#### Exercise prompt
Present every one of the rows below as a numbered list, leaving out any blank lines.

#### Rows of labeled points
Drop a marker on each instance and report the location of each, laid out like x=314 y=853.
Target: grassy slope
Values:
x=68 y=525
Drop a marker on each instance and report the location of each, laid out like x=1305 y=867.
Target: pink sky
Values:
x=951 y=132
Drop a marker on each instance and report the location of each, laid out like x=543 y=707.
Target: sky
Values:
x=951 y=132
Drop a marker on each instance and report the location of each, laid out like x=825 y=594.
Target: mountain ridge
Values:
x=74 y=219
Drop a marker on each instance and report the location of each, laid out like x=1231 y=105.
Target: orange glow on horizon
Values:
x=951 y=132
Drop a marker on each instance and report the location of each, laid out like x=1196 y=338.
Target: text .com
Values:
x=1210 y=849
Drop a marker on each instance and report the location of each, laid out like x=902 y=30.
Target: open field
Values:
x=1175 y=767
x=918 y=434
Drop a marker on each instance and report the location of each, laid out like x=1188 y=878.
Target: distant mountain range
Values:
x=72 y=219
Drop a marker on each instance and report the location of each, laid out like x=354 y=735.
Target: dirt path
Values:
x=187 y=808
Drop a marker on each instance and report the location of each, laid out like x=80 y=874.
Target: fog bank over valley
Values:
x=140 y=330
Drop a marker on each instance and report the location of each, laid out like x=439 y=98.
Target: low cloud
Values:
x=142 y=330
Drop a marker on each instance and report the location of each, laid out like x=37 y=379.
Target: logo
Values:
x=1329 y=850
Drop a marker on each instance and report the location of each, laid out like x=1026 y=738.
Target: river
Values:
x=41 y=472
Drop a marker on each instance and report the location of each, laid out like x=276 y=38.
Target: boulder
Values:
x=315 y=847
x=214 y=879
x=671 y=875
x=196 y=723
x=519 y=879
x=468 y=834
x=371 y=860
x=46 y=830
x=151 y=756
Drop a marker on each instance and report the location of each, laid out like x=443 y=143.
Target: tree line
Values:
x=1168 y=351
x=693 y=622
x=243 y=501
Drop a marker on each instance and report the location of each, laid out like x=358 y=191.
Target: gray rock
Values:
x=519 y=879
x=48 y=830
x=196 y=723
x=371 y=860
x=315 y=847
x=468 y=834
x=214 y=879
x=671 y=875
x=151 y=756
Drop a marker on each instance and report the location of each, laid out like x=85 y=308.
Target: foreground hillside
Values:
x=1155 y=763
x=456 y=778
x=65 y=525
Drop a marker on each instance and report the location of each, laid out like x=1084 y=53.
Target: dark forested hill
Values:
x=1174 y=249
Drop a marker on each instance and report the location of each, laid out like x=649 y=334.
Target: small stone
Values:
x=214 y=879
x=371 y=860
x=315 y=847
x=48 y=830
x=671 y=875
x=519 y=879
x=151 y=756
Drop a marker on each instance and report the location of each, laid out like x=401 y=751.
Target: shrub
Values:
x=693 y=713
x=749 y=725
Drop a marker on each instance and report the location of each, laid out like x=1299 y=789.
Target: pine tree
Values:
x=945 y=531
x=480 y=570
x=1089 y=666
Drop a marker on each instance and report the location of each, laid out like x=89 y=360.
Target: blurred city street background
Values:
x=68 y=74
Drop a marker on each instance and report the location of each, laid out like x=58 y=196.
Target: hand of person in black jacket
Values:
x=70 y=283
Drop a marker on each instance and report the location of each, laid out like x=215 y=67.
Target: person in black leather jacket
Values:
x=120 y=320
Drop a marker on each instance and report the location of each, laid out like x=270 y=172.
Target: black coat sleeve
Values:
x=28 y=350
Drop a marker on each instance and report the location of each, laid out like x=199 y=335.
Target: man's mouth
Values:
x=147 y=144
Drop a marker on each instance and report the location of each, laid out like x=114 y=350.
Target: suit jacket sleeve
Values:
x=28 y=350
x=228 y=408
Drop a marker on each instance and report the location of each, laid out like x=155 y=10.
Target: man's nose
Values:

#### Problem solution
1. Drop a marker on each instance and report the location of each, laid out like x=314 y=853.
2. Target: grassy slope
3. Values:
4. x=68 y=525
5. Drop a marker on each instance and report the location of each, laid out like x=1305 y=867.
6. Target: pink sky
7. Values:
8. x=951 y=132
9. Drop a marker on each instance and report the location of each, laid out like x=543 y=707.
10. Target: sky
11. Values:
12. x=951 y=132
13. Drop a marker on each instance and report the location of each, laid out like x=825 y=594.
14. Target: mountain ridge
15. Values:
16. x=74 y=219
17. Drop a marker on each instance and report the location of each, laid out like x=1231 y=105.
18. Target: orange glow on horizon
19. Values:
20. x=951 y=132
21. Drop a marker on each instance and report the location of each, laid out like x=1196 y=338.
22. Target: text .com
23. Values:
24. x=1210 y=849
25. Drop a marker on each instance and report the location of each, laid out like x=902 y=30.
26. Target: open field
27. Values:
28. x=1175 y=767
29. x=918 y=434
30. Drop a marker on each instance and report the location of each, laid out like x=1188 y=878.
31. Target: distant mountain range
32. Values:
33. x=72 y=219
34. Drop a marker on each instance and report the location of each, laid out like x=354 y=735.
35. Target: dirt path
36. Values:
37. x=187 y=808
38. Drop a marker on each instance and report the location of each, laid out like x=80 y=874.
39. Target: fog bank over valley
40. Values:
41. x=140 y=330
42. Drop a marker on each instance and report the location of each, laid out like x=439 y=98.
43. Target: low cloud
44. Values:
45. x=142 y=330
46. Drop a marker on each instance and report the location of each, laid out like x=37 y=379.
47. Target: logo
48. Values:
49. x=1329 y=850
50. Drop a marker on each instance and report the location of each, laid out like x=1026 y=738.
51. Target: river
52. Values:
53. x=41 y=472
54. Drop a marker on each instance and report the location of each, laid out like x=276 y=38.
55. Target: boulder
56. Values:
57. x=315 y=847
58. x=214 y=879
59. x=671 y=875
60. x=196 y=723
61. x=519 y=879
62. x=468 y=834
63. x=371 y=860
64. x=46 y=830
65. x=151 y=756
66. Drop a marker on each instance and report the location of each, laid out like x=443 y=143.
67. Target: tree line
68. Values:
69. x=1168 y=351
70. x=693 y=622
71. x=243 y=501
72. Drop a marker on each instance and report the location of each, laid out like x=358 y=191.
73. Target: gray rock
74. Values:
75. x=519 y=879
76. x=48 y=830
77. x=196 y=723
78. x=371 y=860
79. x=315 y=847
80. x=468 y=834
81. x=214 y=879
82. x=671 y=875
83. x=151 y=756
84. Drop a marker on each instance and report the location of each, laid out like x=85 y=308.
85. Target: foreground hillside
86. Values:
87. x=1155 y=763
88. x=456 y=778
89. x=65 y=525
90. Drop a marker on each instance and report the location of each, laid out like x=1084 y=53.
91. Target: dark forested hill
92. Values:
93. x=1174 y=249
94. Drop a marker on each instance and report the location of each, laid out like x=649 y=334.
95. Target: small stone
96. Values:
97. x=214 y=879
98. x=371 y=860
99. x=315 y=847
100. x=48 y=830
101. x=671 y=875
102. x=519 y=879
103. x=151 y=756
104. Drop a marker on each instance and report the location of each, laid out like x=401 y=751.
105. Target: shrub
106. Values:
107. x=693 y=713
108. x=749 y=725
109. Drop a marker on each instance and report the location of each, laid out like x=1299 y=789.
110. Target: pine tree
111. Values:
112. x=945 y=531
113. x=480 y=570
114. x=1089 y=666
115. Drop a marker on each instance and report the location of each, laid out like x=89 y=360.
116. Target: blurred city street background
117. Values:
118. x=68 y=74
119. Drop a marker on each instance and report the location of each, laid out like x=58 y=196.
120. Target: hand of person in black jacket
121. Values:
122. x=70 y=283
123. Drop a marker on each instance and report the location of each, laid out like x=215 y=67.
124. Target: person in black leather jacket
125. Values:
126. x=120 y=320
127. Drop a marker on each instance and report the location of each, laid out like x=270 y=172.
128. Target: black coat sleeve
129. Values:
130. x=28 y=350
131. Drop a marker on each instance and report the location of each, laid out like x=199 y=335.
132. Target: man's mouth
133. Values:
134. x=147 y=144
135. Drop a marker on each instance and report the location of each, laid out like x=114 y=350.
136. Target: suit jacket sleeve
137. Values:
138. x=28 y=350
139. x=228 y=408
140. Drop a marker on each instance and report the location of each, laid out like x=155 y=10.
141. Target: man's nose
142. Values:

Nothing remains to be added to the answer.